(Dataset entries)

================

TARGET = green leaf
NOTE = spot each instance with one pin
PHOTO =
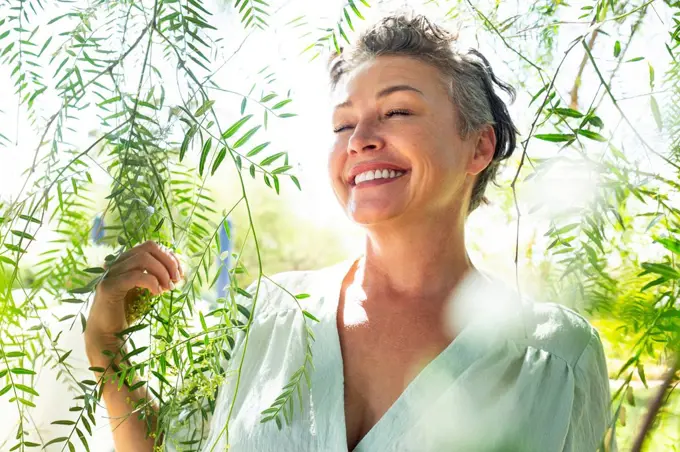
(571, 113)
(281, 104)
(23, 235)
(203, 109)
(309, 315)
(269, 160)
(235, 127)
(355, 9)
(218, 160)
(65, 356)
(671, 244)
(30, 219)
(61, 439)
(555, 137)
(656, 113)
(7, 260)
(132, 329)
(21, 371)
(592, 135)
(256, 150)
(596, 121)
(282, 169)
(185, 143)
(296, 182)
(204, 155)
(241, 141)
(243, 310)
(160, 377)
(661, 269)
(95, 270)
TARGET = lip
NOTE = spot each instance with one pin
(371, 166)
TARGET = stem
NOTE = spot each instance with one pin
(655, 405)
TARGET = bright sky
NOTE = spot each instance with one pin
(307, 136)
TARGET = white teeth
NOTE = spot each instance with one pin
(377, 174)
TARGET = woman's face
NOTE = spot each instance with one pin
(397, 151)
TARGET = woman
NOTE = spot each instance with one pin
(414, 349)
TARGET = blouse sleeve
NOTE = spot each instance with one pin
(590, 416)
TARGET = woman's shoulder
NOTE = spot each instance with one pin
(560, 331)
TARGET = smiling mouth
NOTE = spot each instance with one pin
(377, 176)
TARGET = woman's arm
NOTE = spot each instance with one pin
(146, 266)
(591, 415)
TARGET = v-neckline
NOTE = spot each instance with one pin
(336, 360)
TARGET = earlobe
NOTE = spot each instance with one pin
(484, 151)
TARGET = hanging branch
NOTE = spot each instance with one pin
(655, 405)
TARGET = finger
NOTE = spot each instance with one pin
(155, 250)
(171, 262)
(179, 263)
(125, 282)
(144, 262)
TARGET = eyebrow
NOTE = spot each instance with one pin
(385, 92)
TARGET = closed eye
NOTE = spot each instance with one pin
(398, 111)
(389, 114)
(340, 129)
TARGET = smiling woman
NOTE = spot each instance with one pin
(413, 348)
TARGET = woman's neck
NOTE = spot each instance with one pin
(418, 260)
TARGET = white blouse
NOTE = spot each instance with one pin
(517, 377)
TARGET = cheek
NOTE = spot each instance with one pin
(336, 165)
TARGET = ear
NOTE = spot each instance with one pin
(485, 147)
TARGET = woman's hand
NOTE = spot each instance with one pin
(147, 266)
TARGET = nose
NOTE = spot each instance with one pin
(366, 137)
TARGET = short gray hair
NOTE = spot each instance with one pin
(467, 74)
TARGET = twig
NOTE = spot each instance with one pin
(577, 81)
(655, 405)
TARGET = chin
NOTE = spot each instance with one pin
(369, 215)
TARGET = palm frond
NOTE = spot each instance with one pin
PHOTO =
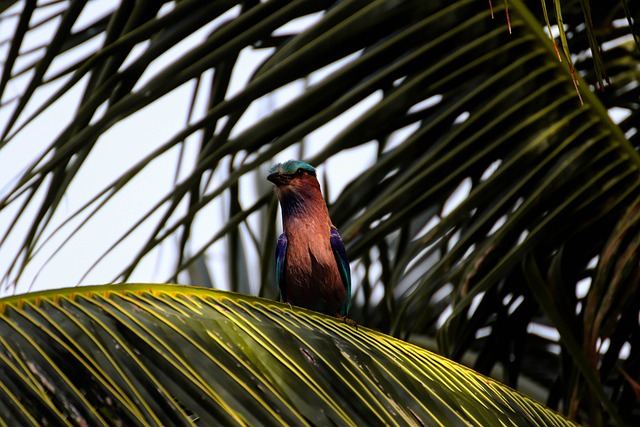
(150, 354)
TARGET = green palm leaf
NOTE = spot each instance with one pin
(175, 355)
(490, 178)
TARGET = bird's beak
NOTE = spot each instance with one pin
(277, 178)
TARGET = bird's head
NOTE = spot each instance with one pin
(292, 173)
(297, 188)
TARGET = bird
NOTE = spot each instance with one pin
(312, 267)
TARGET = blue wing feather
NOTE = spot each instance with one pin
(340, 253)
(281, 256)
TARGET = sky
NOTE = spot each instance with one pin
(117, 150)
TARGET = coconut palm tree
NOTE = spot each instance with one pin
(491, 210)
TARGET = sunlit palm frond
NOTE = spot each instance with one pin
(175, 355)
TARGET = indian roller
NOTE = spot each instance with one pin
(312, 269)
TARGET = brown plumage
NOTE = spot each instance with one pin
(312, 269)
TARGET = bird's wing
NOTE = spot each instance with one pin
(340, 253)
(281, 256)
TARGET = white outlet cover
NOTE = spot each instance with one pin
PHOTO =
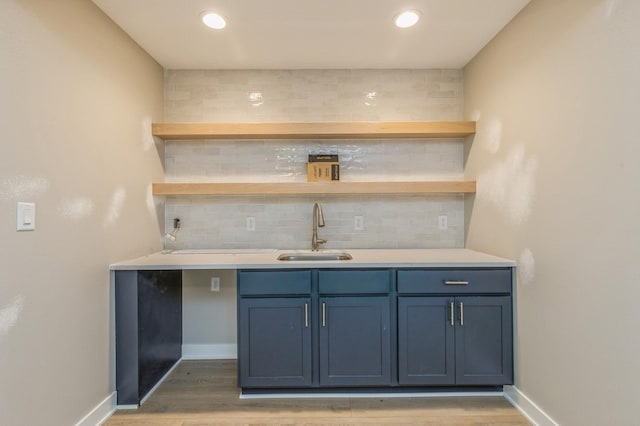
(443, 224)
(26, 217)
(358, 223)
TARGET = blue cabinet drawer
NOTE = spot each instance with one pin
(454, 281)
(377, 281)
(257, 283)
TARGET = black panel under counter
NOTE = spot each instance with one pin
(148, 330)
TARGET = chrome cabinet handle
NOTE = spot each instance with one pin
(448, 282)
(451, 309)
(324, 315)
(306, 315)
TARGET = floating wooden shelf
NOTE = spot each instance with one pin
(324, 130)
(314, 188)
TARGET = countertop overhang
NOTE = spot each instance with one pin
(362, 258)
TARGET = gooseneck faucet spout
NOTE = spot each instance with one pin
(318, 221)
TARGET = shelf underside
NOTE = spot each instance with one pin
(314, 188)
(322, 130)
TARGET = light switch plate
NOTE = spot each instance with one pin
(26, 217)
(443, 224)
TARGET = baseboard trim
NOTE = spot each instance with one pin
(217, 351)
(101, 412)
(527, 407)
(153, 389)
(352, 395)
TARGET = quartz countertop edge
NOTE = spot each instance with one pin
(362, 258)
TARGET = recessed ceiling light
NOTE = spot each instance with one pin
(407, 19)
(213, 20)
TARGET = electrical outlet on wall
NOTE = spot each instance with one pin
(443, 224)
(215, 283)
(358, 223)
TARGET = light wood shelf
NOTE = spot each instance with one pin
(314, 188)
(324, 130)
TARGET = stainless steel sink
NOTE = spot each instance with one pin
(314, 256)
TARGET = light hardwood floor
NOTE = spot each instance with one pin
(204, 393)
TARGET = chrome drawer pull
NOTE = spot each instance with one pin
(306, 315)
(456, 282)
(451, 309)
(324, 315)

================

◆ WORK REQUIRED:
Return all lines in the data that include the word "cabinet".

◆ ANSWER TO THIS EXERCISE:
TARGET = blue cabinet drawer
TARGET = chrome cabinet handle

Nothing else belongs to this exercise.